Exactly reproduce the lines from the line that has "Would you be able to mark the rear" down to the last line of the entries, inclusive.

— Begin Recorded information —

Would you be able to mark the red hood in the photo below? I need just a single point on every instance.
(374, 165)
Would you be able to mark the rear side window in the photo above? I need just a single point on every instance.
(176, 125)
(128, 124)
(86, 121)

— End Recorded information —

> Solution for this task:
Would you be able to mark the rear side window in the photo above? I need just a single point on every instance.
(176, 125)
(128, 124)
(86, 121)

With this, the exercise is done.